* **Texte fourni**:
Le fond diffus capté à l'heure actuelle correspond aux photons émis lors du découplage, environ 380 000 ans après le big-bang. Du point de vue de la Terre, les photons du CMB captés par les instruments de mesure sont répartis sur une sphère centrée sur la Terre, appelée la surface de dernière diffusion, dont le diamètre correspond à la distance parcourue par ces photons depuis le découplage.

Pour comprendre pourquoi on parle de surface de dernière diffusion, il faut faire un petit rappel sur les interactions entre photons et matière. Les photons ont en effet tendance se cogner sur les particules qui croisent leur chemin, et à rebondir dessus. Typiquement, ils rebondissent sur des électrons dans un processus appelé la diffusion Compton. Lors de ce choc entre électron et photon,une partie de l'énergie du photon est transférée à l'électron, ou inversement.

Diffusion Compton

Les photons du CMB sont soit des photons qui ont été émis au moment du découplage, soit des photons qui existaient avant, mais ont rebondit une ou plusieurs fois sur des particules de matière. Les diffusions Compton étaient très fréquentes avant le découplage, car les électrons libres étaient très nombreux. Les photons ne pouvaient pas faire un pas sans interagir avec un électron libre, leur temps de libre parcours moyen (temps entre deux collisions avec un électron libre) était très faible. Le mouvement d'un photon dans le plasma primordial était chaotique : les photons ne pouvaient pas aller en ligne droite, mais n'avaient de cesse de se cogner sur les atomes au point où leur trajectoire ressemblait à marche aléatoire, à un mouvement brownien. En conséquence, le plasma primordial avant le CMB était opaque, dans le sens où il ne laissait pas traverser la lumière facilement.

* **Les consignes**:
(1) D'après le texte sur le fond diffus cosmologique, combien de temps après le big-bang les photons captés aujourd'hui ont-ils été émis ?
(2) Recopiez, dans le texte sur le fond diffus cosmologique, le passage qui commence par les mots contenant "Le fond diffus" et se termine par "depuis le découplage.".
(3) Écrivez la suite du texte sur le fond diffus cosmologique, là où il s'arrête.
On n'a pas besoin des enregistrements.

* **Enregistrements fournis**:

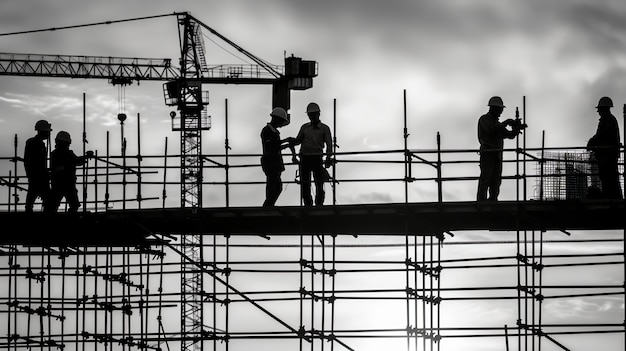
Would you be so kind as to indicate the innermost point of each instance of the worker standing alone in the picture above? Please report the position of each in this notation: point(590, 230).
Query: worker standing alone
point(36, 165)
point(63, 162)
point(491, 135)
point(605, 146)
point(314, 136)
point(272, 158)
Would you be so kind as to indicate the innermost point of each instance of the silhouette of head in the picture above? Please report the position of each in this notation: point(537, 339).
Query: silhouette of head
point(313, 111)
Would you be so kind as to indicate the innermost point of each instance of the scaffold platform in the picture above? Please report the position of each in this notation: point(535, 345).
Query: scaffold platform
point(131, 227)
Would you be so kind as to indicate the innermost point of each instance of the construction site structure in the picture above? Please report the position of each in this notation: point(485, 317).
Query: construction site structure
point(360, 276)
point(127, 274)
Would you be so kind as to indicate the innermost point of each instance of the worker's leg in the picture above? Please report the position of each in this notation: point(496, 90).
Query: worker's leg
point(609, 178)
point(319, 177)
point(273, 188)
point(71, 196)
point(486, 172)
point(496, 180)
point(305, 180)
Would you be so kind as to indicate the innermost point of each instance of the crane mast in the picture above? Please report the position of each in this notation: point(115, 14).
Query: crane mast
point(183, 88)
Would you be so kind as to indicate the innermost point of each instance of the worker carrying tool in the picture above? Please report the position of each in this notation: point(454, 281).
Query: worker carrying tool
point(313, 137)
point(491, 135)
point(272, 158)
point(63, 162)
point(605, 146)
point(36, 165)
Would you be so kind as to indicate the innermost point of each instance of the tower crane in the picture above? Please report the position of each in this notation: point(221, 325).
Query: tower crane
point(183, 88)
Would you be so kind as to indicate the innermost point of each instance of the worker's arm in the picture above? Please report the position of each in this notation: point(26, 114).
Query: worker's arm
point(329, 148)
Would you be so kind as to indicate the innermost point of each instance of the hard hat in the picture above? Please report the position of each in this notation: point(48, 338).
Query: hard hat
point(43, 125)
point(63, 136)
point(280, 113)
point(496, 101)
point(605, 102)
point(312, 107)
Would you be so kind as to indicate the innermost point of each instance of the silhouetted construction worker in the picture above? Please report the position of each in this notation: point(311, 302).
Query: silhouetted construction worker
point(63, 162)
point(36, 165)
point(272, 158)
point(491, 135)
point(312, 138)
point(605, 146)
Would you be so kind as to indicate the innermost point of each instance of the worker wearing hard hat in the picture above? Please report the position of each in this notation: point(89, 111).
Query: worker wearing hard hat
point(272, 158)
point(312, 138)
point(36, 165)
point(63, 162)
point(605, 145)
point(491, 135)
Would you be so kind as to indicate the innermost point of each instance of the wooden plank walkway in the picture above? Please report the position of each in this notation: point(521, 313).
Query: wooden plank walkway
point(130, 227)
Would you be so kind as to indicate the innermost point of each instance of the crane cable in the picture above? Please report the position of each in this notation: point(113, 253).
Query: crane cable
point(89, 24)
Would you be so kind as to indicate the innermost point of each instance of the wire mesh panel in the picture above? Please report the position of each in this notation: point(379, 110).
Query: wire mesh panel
point(565, 175)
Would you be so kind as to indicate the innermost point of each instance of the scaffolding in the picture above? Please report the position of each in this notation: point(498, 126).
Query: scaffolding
point(397, 290)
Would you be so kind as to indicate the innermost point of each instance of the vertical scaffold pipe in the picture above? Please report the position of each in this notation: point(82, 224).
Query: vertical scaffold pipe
point(139, 160)
point(84, 142)
point(439, 180)
point(524, 146)
point(226, 148)
point(164, 191)
point(334, 183)
point(15, 178)
point(407, 156)
point(542, 164)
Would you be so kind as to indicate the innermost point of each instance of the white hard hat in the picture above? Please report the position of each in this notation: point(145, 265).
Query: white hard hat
point(280, 113)
point(312, 107)
point(43, 125)
point(63, 136)
point(496, 101)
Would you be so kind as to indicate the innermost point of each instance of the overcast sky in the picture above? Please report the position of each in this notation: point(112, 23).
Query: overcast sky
point(449, 56)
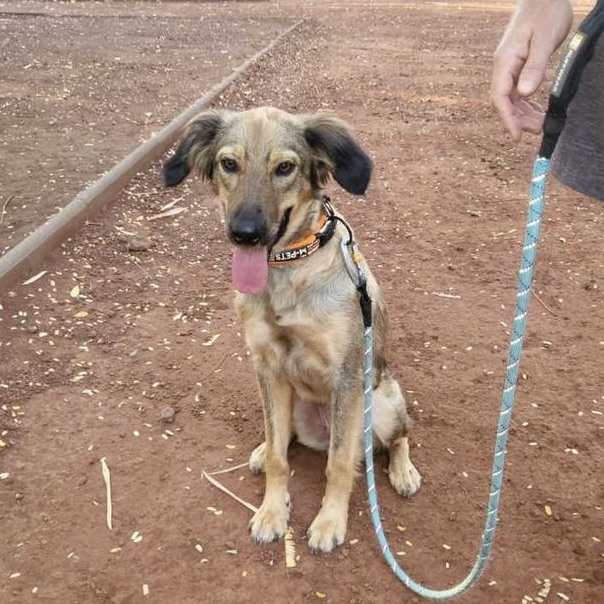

* **Réponses**:
(1) Environ 380 000 ans après le big-bang.

(2)
Le fond diffus capté à l'heure actuelle correspond aux photons émis lors du découplage, environ 380 000 ans après le big-bang. Du point de vue de la Terre, les photons du CMB captés par les instruments de mesure sont répartis sur une sphère centrée sur la Terre, appelée la surface de dernière diffusion, dont le diamètre correspond à la distance parcourue par ces photons depuis le découplage.

(3)
Mais après le découplage, les électrons se sont liés aux atomes, ne laissant presque aucun électron libre pour participer à des diffusions Compton. Les photons du CMB, autrefois diffusés fréquemment, n'ont ensuite plus été diffusé par diffusion Compton, ou presque. Leur libre parcours moyen, la distance parcoure entre deux collisions/diffusions est devenus beaucoup plus grande. Les photons ont alors pu se déplacer en ligne droite entre quelques rares collisions, et donc le plasma primordial est devenu transparent. Le découplage est le moment où ils ont diffusé pour la dernière fois, d'où le fait que l'on parle de surface de dernière diffusion.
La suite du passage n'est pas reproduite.